DESCRIPTION OF THE TASK: Word for word, the data below must be repeated in full; no picture is to be included.

EXTRACTED INFORMATION:
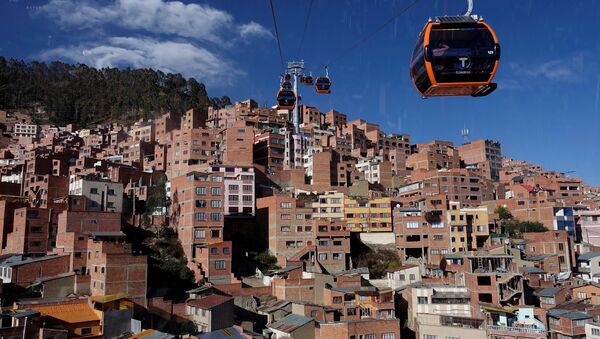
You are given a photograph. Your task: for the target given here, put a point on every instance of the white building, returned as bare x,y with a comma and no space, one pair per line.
588,223
25,130
371,167
101,195
239,189
403,276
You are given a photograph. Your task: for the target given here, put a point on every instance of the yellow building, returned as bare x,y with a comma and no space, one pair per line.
329,206
364,215
469,227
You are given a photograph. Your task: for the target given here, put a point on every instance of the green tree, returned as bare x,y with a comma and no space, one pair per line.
503,213
516,228
87,96
266,262
378,261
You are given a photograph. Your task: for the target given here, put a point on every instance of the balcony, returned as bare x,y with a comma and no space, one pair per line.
521,332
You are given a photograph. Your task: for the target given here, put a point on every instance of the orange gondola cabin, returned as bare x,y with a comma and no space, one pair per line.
286,99
455,56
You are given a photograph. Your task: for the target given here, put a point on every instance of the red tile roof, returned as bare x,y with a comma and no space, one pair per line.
209,302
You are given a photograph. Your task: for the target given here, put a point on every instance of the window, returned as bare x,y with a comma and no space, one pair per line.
484,281
219,264
412,224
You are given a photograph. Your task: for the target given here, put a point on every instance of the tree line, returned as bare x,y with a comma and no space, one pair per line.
66,93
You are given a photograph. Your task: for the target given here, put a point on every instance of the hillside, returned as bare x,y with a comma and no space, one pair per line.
84,95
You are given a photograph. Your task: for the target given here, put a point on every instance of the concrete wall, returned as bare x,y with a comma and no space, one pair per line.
383,238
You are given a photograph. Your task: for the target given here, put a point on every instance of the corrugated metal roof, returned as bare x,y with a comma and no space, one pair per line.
69,313
290,323
588,256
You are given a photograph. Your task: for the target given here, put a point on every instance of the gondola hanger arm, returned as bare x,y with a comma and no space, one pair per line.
469,8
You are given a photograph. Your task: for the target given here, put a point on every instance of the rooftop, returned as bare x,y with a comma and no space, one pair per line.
16,260
210,301
547,292
72,313
588,256
290,323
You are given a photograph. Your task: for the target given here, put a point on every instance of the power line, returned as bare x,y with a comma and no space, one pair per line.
277,35
377,30
305,26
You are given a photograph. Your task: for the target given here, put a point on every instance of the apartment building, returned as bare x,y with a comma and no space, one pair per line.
368,215
481,151
101,194
198,203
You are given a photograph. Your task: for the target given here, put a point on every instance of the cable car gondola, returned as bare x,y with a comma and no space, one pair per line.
286,99
286,85
323,84
308,80
455,56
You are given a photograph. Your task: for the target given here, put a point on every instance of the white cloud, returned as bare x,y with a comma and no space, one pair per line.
197,21
566,70
168,56
253,29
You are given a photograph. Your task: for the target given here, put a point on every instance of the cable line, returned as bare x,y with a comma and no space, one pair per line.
373,33
305,26
277,34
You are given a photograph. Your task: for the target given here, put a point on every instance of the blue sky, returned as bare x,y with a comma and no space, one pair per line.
546,108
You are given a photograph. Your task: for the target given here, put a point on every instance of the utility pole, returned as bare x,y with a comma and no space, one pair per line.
295,69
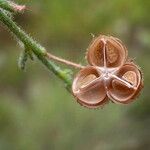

SOLUTION TO THE PROBLEM:
You are given a photograph. Your task: for the target given here, put a point on every instance of the white building, returned as bare x,y with a comma and no space, one pair per line.
588,223
25,130
371,167
101,195
239,189
403,276
You are given a photograph. Your task: for the target given here, put a point on every instance of the yellow building, returned as bare x,y with a comma and no space, one pair per line.
329,206
364,215
469,227
You are given a photograph. Your task: for the target given here, put a point on every instance of the green tree, returned as bare x,y with a comma and no space, one pair per line.
503,213
516,228
87,96
266,262
378,261
You are given a photograph. Your task: for the target given here, put a point on every instance of the balcony, returned as bare x,y with a comma and no space, one pair per line.
521,332
You are given a photograph. Your task: for the target given here, put a point on every instance of the orange gondola cabin, returned as bare x,y with a comma and no space, one pair per line.
286,99
455,56
You are given a photograph. Your task: for the target given here, put a point on every instance of the red tile roof, returned as bare x,y with a comma and no space, one pair per line.
209,302
You are given a photograph. Your task: for the target given here, put a point on every instance of the window, returned as bare x,y with a comma and no space, one pair per line.
484,281
219,264
412,224
You are given a photograph. Your task: for the target given here, put a point on every instance of the tree line, returned as bare x,y with a comma and no space, one pair per line.
66,93
You are given a photograph. Your task: for the target given here, put a point on every instance of the hillside, returned as bare x,y with a comma and no space, one pair per line.
84,95
You are given a photograph. Your task: for the target given here, put a point on every instance of the concrete wall, returned as bare x,y with a comma and no space, one pair per line.
383,238
You are given a photograph. Your task: for the target given here, put a point on every instance of the corrugated metal roof, returned as bare x,y with a comma and no space, one pair per line.
69,313
290,323
588,256
You are given a photograph. Your task: for the target given here, put a point on every instance of the gondola hanger arm, returned as bare x,y with a comma and no space, one pair per line.
469,8
You are given a photograph. Your task: for the target given here, put a point on every instance of the rooftop, returned as bare x,y with a comma and no space, one pair per line.
16,260
210,301
547,292
72,313
588,256
290,323
You are given a photograph. Your task: for the target given here, put a point on every instance of the power line, returned as bare x,y with a comma and no space, one pair per line.
277,35
377,30
305,26
You are given a photograph. Your task: for the target given here, put a point on every instance of the apartment building, returned as bare x,y with a comma and no space, one pair per line.
368,215
481,151
101,194
198,203
You are given a photograph. Your task: for the target given here, put a point on every instance of the cable car gondola, returned as bare x,y with a comma and no space, one pair per line.
286,99
286,85
323,84
308,80
455,56
You are given a photograph. Your task: for the target given here, put a point on every instance of the white cloud, returned as bare x,y with a comma and no space, one pair per line.
197,21
566,70
168,56
253,29
You are given a photograph. Your task: for the target given here, put a point on every instance of the cable line, returned as bare x,y with a comma and no space, one pair per line.
373,33
305,26
277,34
You are given a photograph. Your task: for the target given here, put a point on every instance of the blue sky, returned as bare x,y with a comma and no space, one pair per line.
546,108
You are given a photograph. Your task: for the target given here, put a point on every instance of the utility pole, returned as bare x,y with a comma and no space, one pair per line.
295,69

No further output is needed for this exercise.